Lines to be reproduced exactly: the one that holds "would you mind locating the side mirror" and all those after it through the end of the data. Include no others.

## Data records
# # # # # # #
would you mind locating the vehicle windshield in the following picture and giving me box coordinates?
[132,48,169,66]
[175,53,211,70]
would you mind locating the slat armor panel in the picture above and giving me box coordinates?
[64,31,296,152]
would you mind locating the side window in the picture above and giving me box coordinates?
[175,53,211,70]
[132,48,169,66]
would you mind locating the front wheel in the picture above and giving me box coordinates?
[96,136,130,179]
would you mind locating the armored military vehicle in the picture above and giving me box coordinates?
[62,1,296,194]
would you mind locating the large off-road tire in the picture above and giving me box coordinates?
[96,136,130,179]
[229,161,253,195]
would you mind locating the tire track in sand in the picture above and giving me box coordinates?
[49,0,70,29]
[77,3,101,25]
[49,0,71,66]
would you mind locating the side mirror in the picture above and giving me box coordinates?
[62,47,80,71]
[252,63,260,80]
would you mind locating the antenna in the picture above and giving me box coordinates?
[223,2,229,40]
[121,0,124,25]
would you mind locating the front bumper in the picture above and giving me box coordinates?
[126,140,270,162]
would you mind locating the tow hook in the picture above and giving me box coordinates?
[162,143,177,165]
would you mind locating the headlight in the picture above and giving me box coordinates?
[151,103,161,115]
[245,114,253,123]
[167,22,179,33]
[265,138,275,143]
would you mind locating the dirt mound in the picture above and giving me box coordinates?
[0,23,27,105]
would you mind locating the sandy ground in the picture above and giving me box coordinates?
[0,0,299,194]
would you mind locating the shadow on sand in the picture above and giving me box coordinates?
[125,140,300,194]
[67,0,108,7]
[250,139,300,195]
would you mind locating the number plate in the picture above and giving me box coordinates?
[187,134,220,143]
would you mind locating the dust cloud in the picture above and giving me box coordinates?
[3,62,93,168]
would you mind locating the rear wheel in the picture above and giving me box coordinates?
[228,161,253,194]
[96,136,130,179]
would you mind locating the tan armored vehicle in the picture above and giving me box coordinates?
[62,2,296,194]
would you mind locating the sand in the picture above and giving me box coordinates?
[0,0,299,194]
# # # # # # #
## Solution for this problem
would you mind locating the side mirror in the picture above and giving me box coordinates?
[62,47,80,71]
[252,63,260,80]
would you mind locating the antenna in the picture above and giving me box coordinates?
[223,2,229,40]
[121,0,124,25]
would you mind locating the front bumper in the picture above and giving me box coordinates?
[126,140,270,162]
would you mind locating the tow hook in the picture above and giving me box coordinates?
[162,143,177,165]
would you mind locating the headlight in the picture above and giving me box coordinates?
[151,103,161,115]
[245,114,253,123]
[167,22,179,33]
[265,138,275,143]
would you mind locating the dirt mound in the picture above and giving me box coordinates?
[0,23,27,105]
would you mind locating the sandy ground in the picture above and giving me box coordinates?
[0,0,299,194]
would you mind locating the shadow on sand in the picture above and giving me box coordinates?
[125,140,300,194]
[67,0,108,7]
[250,139,300,195]
would you mind locating the number plate in the picture above and giving me box coordinates?
[187,134,220,143]
would you mind locating the dust cloud in the picture above and giving me box coordinates?
[3,62,93,168]
would you mind locating the rear wheel in the picture above and giving me box coordinates?
[228,161,253,194]
[96,136,130,179]
would you mind locating the tan armored vehicle in the picture above and giving me box coordinates?
[62,2,296,194]
would you mind locating the sand in the picture above and giving me box coordinates?
[0,0,299,194]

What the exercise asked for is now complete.